### EXERCISE PROMPT
Copy out every one of the records below word for word, keeping each line as it stands. Leave the pictures out of your copy.

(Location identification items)
+ + + + +
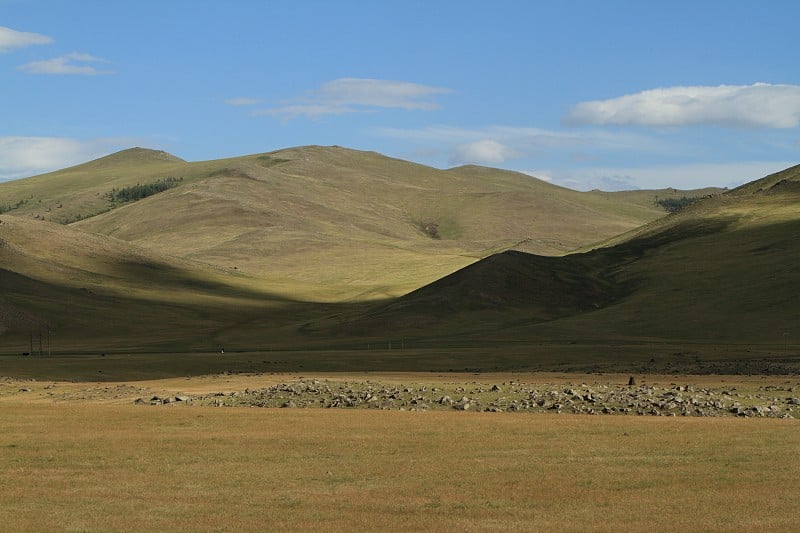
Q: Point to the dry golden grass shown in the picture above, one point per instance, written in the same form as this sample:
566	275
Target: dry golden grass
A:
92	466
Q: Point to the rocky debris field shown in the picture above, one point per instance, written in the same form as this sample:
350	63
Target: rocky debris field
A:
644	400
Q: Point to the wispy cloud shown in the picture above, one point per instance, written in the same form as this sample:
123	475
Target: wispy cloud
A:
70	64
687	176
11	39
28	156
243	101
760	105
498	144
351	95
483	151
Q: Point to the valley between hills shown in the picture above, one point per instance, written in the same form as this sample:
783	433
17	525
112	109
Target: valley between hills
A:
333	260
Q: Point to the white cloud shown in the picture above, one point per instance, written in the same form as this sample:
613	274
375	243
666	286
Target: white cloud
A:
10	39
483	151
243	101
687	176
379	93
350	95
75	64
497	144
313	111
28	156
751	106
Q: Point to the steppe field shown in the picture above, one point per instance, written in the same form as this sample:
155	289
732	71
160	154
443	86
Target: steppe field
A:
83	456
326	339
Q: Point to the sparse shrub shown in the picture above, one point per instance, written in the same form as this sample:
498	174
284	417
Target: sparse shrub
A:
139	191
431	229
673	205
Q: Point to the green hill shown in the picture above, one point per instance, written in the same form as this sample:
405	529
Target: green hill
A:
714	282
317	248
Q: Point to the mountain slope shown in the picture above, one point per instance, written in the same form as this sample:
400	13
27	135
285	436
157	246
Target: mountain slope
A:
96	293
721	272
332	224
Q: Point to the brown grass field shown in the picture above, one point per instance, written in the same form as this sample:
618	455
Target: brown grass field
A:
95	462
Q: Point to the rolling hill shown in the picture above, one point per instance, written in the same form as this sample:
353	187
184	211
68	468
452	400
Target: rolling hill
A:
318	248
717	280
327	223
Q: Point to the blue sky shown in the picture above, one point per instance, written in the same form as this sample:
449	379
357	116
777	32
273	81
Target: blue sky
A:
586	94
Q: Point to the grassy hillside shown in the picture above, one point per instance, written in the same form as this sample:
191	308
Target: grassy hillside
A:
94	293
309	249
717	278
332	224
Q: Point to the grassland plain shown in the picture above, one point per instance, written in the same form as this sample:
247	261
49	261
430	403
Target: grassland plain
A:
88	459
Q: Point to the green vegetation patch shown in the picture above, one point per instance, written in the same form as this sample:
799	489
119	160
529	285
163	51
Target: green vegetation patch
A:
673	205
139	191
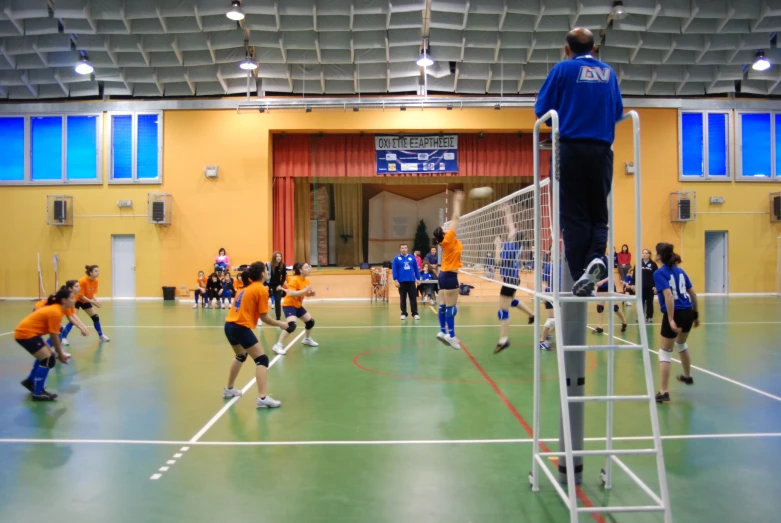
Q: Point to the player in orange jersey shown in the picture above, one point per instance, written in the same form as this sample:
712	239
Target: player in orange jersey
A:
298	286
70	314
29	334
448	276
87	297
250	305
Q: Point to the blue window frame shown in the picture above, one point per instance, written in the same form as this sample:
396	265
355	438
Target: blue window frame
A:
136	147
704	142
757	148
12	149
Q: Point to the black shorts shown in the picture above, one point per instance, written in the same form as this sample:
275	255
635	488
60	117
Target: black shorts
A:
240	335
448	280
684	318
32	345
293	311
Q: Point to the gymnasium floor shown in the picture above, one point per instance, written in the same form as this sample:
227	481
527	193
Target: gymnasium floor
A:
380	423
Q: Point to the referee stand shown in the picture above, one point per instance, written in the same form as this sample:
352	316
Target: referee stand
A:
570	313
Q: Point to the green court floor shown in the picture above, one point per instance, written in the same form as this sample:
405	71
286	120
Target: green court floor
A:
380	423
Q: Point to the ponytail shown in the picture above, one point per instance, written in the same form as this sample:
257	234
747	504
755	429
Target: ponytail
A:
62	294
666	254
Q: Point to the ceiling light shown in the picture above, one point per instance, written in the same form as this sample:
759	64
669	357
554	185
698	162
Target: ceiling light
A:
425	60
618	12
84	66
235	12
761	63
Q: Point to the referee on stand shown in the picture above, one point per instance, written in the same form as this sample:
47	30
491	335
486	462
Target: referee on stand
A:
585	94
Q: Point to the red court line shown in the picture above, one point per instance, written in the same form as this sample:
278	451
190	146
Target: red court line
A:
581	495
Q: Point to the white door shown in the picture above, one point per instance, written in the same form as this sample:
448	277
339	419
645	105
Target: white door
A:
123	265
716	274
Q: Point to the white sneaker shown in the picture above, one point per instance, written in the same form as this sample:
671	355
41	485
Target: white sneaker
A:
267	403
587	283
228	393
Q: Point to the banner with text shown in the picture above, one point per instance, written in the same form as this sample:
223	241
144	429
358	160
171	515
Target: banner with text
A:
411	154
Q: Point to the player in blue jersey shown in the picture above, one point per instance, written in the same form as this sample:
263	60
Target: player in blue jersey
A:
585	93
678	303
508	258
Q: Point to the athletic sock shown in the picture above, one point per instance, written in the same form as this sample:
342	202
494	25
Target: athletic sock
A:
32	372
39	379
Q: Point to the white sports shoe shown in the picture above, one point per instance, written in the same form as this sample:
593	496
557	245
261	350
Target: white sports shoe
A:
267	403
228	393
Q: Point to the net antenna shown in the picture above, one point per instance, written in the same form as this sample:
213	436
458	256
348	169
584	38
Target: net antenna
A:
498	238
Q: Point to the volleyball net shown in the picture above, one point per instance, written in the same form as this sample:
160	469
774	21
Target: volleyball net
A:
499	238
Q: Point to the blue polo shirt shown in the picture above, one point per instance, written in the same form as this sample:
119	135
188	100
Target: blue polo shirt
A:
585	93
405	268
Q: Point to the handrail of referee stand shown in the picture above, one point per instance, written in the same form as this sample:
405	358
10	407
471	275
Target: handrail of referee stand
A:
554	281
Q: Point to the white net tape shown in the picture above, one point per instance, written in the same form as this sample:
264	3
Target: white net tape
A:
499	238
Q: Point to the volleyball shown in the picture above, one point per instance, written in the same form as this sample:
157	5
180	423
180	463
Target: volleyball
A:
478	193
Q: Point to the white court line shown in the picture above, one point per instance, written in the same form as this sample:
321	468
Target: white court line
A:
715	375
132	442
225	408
+ + + + +
### RESULT
Q: Point to the dry golden grass shown in the picture above, one point per instance, written in the same form as this sample:
566	275
Target: dry golden grass
A:
92	466
Q: Point to the rocky debris field shown in the picture above, one point per instance, written in the same form as this sample:
350	63
Target: rocky debris field
A:
644	400
Q: Point to the wispy cloud shown in the picture above, one point per instance, written in the same form as this sample:
123	475
Target: wispy cloud
A:
70	64
687	176
11	39
28	156
243	101
760	105
498	144
351	95
483	151
Q: Point to the valley between hills shown in the picture above, one point per instance, written in the same form as this sample:
783	433
17	525
112	109
Target: valley between hills
A:
333	260
Q: Point to the white cloud shown in the picture above, one point per instance, written in the same form as this sample:
613	274
375	243
666	286
Target: white cloud
A:
10	39
483	151
243	101
687	176
379	93
350	95
75	64
497	144
313	111
28	156
751	106
Q: Point to the steppe field shown in the picture above, one point per instance, written in the same form as this sample:
155	289
732	71
160	154
443	86
Target: steppe field
A:
83	456
326	339
Q: Point to the sparse shrub shown in the picture above, one point per instance, written in the same form as this sample:
498	174
284	417
Target: sparse shrub
A:
139	191
431	229
673	205
Q: Point to the green hill shown in the picture above, one point per instance, written in the same form as this sample:
405	529
Target: green hill
A:
714	282
317	248
Q: Point to the mountain slope shown in the picture above, one point per instance, written in the same form as this sample:
400	13
27	135
285	436
157	246
Target: mountain slope
A:
96	293
721	272
332	224
Q: Point to the brown grass field shown in the picture above, one point per instance, written in the same form as this sample:
618	455
Target: brown grass field
A:
95	462
Q: Point to the rolling hill shown in the picture above, one point per instance, written in the same form as this sample:
353	187
184	211
68	468
452	400
Target: rolling hill
A:
318	248
717	280
327	223
Q: Point to the blue sky shown in the picture above, one point per instance, written in the same form as this sample:
449	379
357	116
777	32
273	81
Target: blue sky
A:
586	94
Q: Point to the grassy hillside shown in the picture above, one point per instance, written in the same form as this sample:
191	308
Target: grassy hillside
A:
94	293
309	249
717	278
332	224
Q: Point to the grassland plain shown in the picture above, one point per instance, written in the same form as this sample:
247	261
49	261
430	403
Target: grassland plain
A:
88	459
Q: Point to the green vegetation patch shown in the picture above, one point per instance, written in the same form as this sample:
799	489
119	160
529	285
163	51
Target: green vegetation patch
A:
673	205
139	191
Q: Point to the player in orange jersey shown in the picture above, one point per instance, written in the same form as this sample:
712	239
Target: player in orange jersey
A:
298	286
70	314
29	334
448	276
87	297
250	305
Q: Point to the blue window frame shown in the picture above, one point per instance, written in the same form as this sample:
396	265
355	438
Target: blue window frame
A:
136	147
704	142
757	148
12	149
Q: Point to the black shorts shown in the picture above, one point per instance, written in the same form as this sample:
275	255
635	488
60	117
Target: black shorts
A:
240	335
448	280
684	318
32	345
293	311
Q: Point to the gymnasium floor shown in the picture above, one point per instance, written in the same form as this sample:
227	481
527	193
Target: gymnasium floor
A:
380	423
Q: Point to the referee stand shown in the picture above, one point per instance, written in the same form as this sample:
352	316
Target: referee stand
A:
570	313
Q: Point to the green court floor shown in the picture above, one point per instance, written in the same form as this sample:
405	71
286	120
Target: green court floor
A:
380	423
Q: Point to the ponytail shown in the picture above, one point per instance, written in the same form as this sample:
257	234
747	504
755	429
Target: ponytail
A:
62	294
666	254
Q: Point to the ceiling light shown in the picture above, one point per instance, written in the same form as this sample:
759	64
669	357
554	185
698	162
Target: ceiling light
A:
425	60
618	12
84	66
235	12
761	63
Q: Point to the referee on stand shown in the picture above, one point per instance, written in the same form as this sample:
47	30
491	335
486	462
Target: referee on stand
A:
585	94
Q: Point to the red court line shown in the picture above, one point per instance, written in the same form as this sample:
278	451
190	146
Target: red court line
A:
581	495
Q: Point to the white door shown in the picture above, one point per instance, written in the same form as this sample:
448	277
339	419
645	105
Target: white door
A:
123	265
716	274
Q: Point to the white sneaker shown in the picture above, one point per instance, written in the same form as this sample:
671	355
41	485
Target: white sneaker
A:
267	403
587	283
228	393
Q: Point to the banner with text shown in the picture above, one point per instance, written in the same form as this sample:
223	241
144	429
358	160
171	515
Target: banner with text
A:
411	154
Q: Point to the player in blue jersey shown in the picture above, one point per instance, written in the same form as this sample:
263	60
Target: player in blue jersey
A:
585	93
678	303
508	258
Q: Point to the athletic sock shown in the picture above, one point per instance, written in the same form as this sample:
342	202
494	25
Target: athletic sock
A:
32	372
39	379
Q: Point to the white sports shoe shown in the picture above, one point per instance, written in the same form as this sample:
593	496
557	245
261	350
Target: white sports shoe
A:
267	403
228	393
Q: Point to the net antenna shown in the picture above, one point per instance, written in the same form as this sample:
213	436
458	256
348	169
584	38
Target: net antenna
A:
498	238
Q: Point to the volleyball net shown in the picture above, one point per instance, written in the same form as this sample:
160	469
774	21
Target: volleyball net
A:
499	238
Q: Point to the blue polo shirt shown in the picture above, one point per instance, written in the same form as this sample:
119	135
188	100
Target: blue polo shirt
A:
585	93
405	268
Q: Point to the handrail of referee stand shown in the picture above, one point per instance, written in the same form as this sample:
405	358
10	407
471	275
Target: handrail of referee stand
A:
554	281
Q: Point to the white net tape shown in the picture above, one point per instance, written in the same form as this sample:
264	3
Target: white net tape
A:
499	238
Q: Point to the volleyball shown in the picture above, one point per instance, written in the same form as this sample:
157	5
180	423
180	463
Target: volleyball
A:
478	193
Q: Point to the white court line shown in the picture above, one point per instance, written in the same form as this sample:
321	468
Target: white court line
A:
715	375
132	442
225	408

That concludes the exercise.